▶ **SOURCE TEXT**
════════════════════

I occasionally buy a copy of ‘The Big Issue’. Homelessness is a serious issue and I would like to support the work that they are doing but they compete on the high street with so many other worthy causes. I feel guilty every time I pass someone rattling a tin, shaking a bucket, sitting at the side of the road in a blanket or a Big Issue seller. Times are hard but I can’t solve every problem. I wish I could.
Anyway, I like buying ‘The Big Issue’ partly because of the issue itself, partly because it helps the sellers with meaningful work, partly in that it supports other causes I am interested in and partly because it has some good articles.
The one that caught my attention on this occasion (issue #1344) was about public schools and the premise that profound damage is done to modern Britain by the entrenched educational apartheid that they support (their words not mine).
That is the thing with elitism, it is a self-fulfilling system. Children of parents already in the system are sent to public schools. On the back of this they get good positions, attribute their success to their own skills and talents as well as the shin up they got from their education, and can afford to send their own offspring to the schools. So it goes on ad nauseum (as they say around our way).
I am not aware of any genetic disposition to be able to lead and what is clear to me is that the system creates not necessarily good leaders but rather people who have such strong belief in their own ability, often misplaced.

════════════════════

[Dataset excerpts]
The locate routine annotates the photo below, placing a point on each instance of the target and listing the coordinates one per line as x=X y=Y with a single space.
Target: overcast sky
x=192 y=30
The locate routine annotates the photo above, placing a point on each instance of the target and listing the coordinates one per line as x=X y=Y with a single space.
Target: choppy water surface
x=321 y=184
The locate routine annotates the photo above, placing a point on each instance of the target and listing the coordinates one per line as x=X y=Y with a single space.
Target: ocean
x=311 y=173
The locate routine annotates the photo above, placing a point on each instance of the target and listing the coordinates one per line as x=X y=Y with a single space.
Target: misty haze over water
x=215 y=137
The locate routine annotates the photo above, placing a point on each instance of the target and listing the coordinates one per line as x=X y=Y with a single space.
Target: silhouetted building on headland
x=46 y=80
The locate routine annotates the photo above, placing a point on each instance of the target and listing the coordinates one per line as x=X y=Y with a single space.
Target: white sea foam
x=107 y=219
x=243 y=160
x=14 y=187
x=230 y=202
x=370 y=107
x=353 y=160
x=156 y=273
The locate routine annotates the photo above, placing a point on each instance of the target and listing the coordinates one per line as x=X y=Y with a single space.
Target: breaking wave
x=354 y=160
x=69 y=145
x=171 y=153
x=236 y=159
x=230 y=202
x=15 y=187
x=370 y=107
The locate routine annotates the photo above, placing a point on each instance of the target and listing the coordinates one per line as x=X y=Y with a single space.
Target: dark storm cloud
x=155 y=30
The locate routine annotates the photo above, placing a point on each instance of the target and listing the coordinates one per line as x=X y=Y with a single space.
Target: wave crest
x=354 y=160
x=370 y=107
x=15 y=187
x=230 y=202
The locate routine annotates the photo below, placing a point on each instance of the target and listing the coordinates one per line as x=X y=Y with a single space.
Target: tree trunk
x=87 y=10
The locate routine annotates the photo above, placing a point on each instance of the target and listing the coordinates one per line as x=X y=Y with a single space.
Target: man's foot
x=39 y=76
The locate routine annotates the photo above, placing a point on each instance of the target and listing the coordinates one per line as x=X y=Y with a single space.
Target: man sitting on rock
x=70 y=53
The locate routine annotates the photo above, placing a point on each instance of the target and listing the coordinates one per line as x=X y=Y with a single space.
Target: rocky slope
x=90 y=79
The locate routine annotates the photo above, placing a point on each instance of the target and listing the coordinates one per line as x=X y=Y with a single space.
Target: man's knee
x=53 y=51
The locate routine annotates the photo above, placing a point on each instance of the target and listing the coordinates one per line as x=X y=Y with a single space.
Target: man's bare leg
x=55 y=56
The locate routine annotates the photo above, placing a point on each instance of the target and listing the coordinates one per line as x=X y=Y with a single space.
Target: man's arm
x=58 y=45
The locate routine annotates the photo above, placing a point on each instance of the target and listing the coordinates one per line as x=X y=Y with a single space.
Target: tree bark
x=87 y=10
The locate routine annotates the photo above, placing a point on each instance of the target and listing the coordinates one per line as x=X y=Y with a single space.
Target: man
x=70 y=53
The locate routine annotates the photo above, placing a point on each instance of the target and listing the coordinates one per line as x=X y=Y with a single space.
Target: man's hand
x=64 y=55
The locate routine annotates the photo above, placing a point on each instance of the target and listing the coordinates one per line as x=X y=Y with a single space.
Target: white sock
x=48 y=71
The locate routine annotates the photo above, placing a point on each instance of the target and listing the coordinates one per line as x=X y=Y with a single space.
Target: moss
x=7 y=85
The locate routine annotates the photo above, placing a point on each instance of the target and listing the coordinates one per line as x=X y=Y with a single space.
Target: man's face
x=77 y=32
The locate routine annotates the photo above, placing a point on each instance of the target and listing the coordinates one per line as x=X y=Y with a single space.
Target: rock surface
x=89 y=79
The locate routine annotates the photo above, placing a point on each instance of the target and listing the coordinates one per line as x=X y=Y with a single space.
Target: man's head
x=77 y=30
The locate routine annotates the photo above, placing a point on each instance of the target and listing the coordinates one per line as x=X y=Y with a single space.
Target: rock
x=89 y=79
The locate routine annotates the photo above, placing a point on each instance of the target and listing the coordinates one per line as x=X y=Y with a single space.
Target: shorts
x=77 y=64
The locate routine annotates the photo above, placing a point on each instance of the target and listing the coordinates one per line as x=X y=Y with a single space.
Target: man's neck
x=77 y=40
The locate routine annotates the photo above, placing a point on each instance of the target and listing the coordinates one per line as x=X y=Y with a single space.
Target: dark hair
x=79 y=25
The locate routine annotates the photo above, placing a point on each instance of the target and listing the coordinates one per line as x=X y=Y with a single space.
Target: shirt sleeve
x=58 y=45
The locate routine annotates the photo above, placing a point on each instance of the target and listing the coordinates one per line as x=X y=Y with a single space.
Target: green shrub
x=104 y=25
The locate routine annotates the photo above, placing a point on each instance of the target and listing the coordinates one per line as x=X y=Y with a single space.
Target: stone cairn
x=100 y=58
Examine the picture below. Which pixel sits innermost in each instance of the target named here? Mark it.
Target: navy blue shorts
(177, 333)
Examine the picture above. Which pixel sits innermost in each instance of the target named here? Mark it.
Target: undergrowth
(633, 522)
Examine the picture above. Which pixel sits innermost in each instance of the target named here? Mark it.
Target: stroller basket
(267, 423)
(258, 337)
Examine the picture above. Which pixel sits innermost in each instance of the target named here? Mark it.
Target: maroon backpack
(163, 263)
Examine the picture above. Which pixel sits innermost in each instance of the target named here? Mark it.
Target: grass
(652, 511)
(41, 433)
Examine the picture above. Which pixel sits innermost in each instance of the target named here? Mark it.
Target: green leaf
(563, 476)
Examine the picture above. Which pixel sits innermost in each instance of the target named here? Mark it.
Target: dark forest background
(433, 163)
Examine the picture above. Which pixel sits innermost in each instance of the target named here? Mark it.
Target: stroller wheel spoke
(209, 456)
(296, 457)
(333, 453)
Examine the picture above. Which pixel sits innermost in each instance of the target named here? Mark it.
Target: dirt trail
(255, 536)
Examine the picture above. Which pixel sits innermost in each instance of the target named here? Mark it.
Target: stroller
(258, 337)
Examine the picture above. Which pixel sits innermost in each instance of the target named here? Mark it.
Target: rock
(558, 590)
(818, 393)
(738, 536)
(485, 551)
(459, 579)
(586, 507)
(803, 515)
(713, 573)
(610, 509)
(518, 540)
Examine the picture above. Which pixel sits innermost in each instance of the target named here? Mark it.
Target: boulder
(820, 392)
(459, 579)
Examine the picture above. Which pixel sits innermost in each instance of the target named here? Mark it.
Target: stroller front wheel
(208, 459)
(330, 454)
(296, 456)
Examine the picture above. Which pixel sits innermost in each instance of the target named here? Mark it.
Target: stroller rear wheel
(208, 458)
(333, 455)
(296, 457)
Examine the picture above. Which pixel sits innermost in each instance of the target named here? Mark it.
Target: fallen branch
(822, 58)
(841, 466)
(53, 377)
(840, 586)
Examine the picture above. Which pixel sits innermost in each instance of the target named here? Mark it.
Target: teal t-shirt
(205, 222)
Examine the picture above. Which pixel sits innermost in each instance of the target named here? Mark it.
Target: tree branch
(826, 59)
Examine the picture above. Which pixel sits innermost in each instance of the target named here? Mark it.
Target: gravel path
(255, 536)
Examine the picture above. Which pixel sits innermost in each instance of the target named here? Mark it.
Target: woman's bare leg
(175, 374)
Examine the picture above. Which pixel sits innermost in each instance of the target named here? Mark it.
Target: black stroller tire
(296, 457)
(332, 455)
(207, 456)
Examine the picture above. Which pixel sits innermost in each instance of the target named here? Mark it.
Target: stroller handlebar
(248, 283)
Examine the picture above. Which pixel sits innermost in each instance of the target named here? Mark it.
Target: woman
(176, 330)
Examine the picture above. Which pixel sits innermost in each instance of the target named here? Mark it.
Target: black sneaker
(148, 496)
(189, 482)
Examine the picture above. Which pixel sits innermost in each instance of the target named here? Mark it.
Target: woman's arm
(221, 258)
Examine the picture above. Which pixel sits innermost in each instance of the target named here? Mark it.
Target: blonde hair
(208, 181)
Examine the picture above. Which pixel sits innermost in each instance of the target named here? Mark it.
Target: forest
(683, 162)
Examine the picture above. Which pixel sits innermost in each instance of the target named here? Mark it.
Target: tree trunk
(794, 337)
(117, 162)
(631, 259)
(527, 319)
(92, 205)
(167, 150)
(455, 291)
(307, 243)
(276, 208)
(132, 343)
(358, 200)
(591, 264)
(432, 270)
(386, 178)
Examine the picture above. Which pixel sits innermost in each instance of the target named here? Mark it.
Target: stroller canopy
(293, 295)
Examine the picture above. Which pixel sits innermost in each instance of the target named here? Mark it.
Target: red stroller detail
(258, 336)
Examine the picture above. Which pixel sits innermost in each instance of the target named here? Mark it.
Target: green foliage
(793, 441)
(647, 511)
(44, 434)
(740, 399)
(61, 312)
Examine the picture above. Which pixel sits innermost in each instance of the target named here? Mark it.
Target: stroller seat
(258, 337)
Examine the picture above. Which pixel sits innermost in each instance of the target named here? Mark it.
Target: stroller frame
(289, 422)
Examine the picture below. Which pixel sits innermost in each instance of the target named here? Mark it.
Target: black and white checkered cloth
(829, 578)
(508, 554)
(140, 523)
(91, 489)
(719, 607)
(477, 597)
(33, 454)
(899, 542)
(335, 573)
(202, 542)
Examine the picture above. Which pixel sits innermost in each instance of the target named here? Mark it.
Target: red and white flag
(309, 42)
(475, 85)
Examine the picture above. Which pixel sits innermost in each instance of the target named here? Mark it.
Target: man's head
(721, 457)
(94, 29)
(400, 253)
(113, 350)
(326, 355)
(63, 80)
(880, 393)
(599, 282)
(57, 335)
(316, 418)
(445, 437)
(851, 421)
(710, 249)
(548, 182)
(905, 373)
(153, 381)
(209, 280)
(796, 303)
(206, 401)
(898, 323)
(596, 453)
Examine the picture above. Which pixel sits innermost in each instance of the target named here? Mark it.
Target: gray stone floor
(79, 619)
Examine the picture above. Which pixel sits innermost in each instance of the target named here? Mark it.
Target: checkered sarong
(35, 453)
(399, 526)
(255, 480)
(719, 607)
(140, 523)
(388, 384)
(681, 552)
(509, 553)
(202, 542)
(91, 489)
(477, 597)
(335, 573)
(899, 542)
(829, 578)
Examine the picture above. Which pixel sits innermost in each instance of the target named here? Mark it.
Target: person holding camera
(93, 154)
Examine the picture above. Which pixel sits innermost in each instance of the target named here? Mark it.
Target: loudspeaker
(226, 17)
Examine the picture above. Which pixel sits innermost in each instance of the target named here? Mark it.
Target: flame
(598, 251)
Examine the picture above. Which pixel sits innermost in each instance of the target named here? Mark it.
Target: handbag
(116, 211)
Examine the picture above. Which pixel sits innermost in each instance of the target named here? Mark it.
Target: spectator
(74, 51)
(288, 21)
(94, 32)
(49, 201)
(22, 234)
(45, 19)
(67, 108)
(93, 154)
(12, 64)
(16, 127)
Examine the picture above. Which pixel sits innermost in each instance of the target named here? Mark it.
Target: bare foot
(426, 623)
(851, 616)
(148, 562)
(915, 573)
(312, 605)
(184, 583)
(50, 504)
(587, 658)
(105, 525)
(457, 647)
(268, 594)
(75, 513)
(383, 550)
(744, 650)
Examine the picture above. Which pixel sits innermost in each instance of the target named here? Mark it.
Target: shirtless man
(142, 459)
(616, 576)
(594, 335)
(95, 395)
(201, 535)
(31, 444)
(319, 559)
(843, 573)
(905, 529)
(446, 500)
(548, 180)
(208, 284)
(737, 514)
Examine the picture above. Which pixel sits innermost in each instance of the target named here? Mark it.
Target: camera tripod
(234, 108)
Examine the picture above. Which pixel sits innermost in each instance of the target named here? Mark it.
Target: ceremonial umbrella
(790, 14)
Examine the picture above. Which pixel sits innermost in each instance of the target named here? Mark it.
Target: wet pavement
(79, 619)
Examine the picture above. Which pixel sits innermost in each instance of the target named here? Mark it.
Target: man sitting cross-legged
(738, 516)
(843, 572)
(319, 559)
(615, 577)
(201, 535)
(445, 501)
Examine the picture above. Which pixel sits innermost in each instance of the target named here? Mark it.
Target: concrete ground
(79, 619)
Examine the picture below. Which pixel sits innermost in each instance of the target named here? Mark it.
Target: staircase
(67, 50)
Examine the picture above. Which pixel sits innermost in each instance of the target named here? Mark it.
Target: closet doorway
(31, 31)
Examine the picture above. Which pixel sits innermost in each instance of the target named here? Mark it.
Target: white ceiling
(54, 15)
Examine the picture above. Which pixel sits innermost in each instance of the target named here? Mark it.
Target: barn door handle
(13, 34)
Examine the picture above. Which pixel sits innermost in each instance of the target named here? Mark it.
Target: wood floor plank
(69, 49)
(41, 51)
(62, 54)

════════════════════

▶ **ACTIVITY LIST**
(A) Copy the passage from the post about The Big Issue, starting at "Anyway, I like" and ending at "around our way).".
(B) Write what comes next in the post about The Big Issue, picking up after its final sentence.

▶ **TASK ANSWERS**
(A)
Anyway, I like buying ‘The Big Issue’ partly because of the issue itself, partly because it helps the sellers with meaningful work, partly in that it supports other causes I am interested in and partly because it has some good articles.
The one that caught my attention on this occasion (issue #1344) was about public schools and the premise that profound damage is done to modern Britain by the entrenched educational apartheid that they support (their words not mine).
That is the thing with elitism, it is a self-fulfilling system. Children of parents already in the system are sent to public schools. On the back of this they get good positions, attribute their success to their own skills and talents as well as the shin up they got from their education, and can afford to send their own offspring to the schools. So it goes on ad nauseum (as they say around our way).

(B)
Good leaders come from all walks of society.
This is what is fundamentally wrong with the public school system. It draws from such a narrow range of society, experiences and beliefs. Just as I argued in a previous blog The Best of Talent that picking from a very narrow pool of candidates to make products that must appeal to a very wide range of diverse people is flawed, then so it is with those who ending up leading. To lead a diverse and rapidly changing society we need people from diverse and rapidly changing backgrounds.
The public school system restricts choice to a tiny minority of people who, despite their excellent education, lack the experience necessary to empathise with the people of this country.
I doubt if they have ever experienced homelessness, for example, or stood on a street selling a magazine.